● The records:

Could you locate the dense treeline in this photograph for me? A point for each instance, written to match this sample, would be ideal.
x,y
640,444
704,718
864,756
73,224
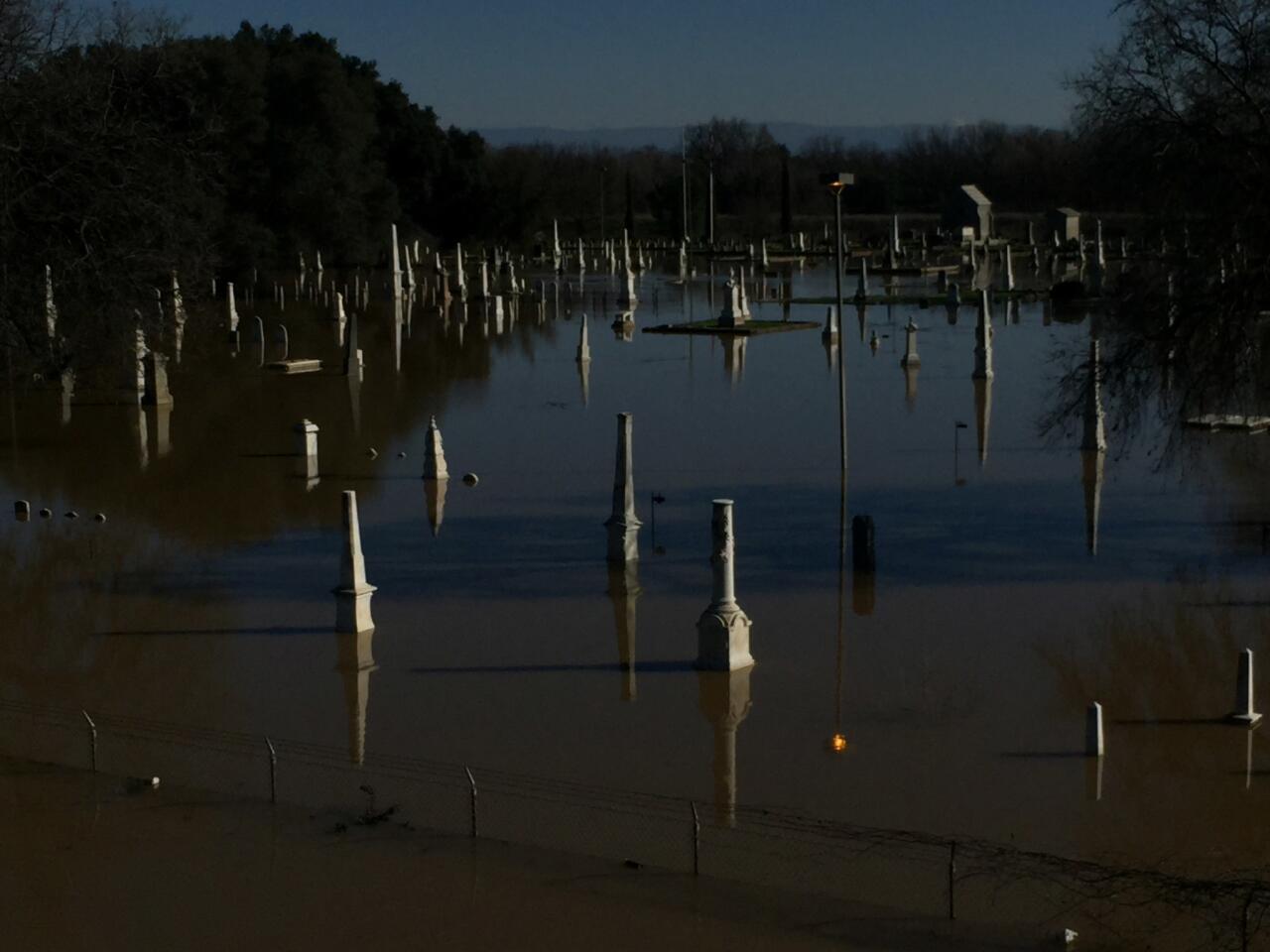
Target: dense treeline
x,y
130,150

● Given request:
Reproduce all of the material above word for word. Omit the pictures.

● Problem solution:
Could you locate the dense treeline in this photograph for me? A point for each instance, written to match this sample, would be ideal.
x,y
640,444
704,718
864,756
73,224
Target: dense treeline
x,y
130,150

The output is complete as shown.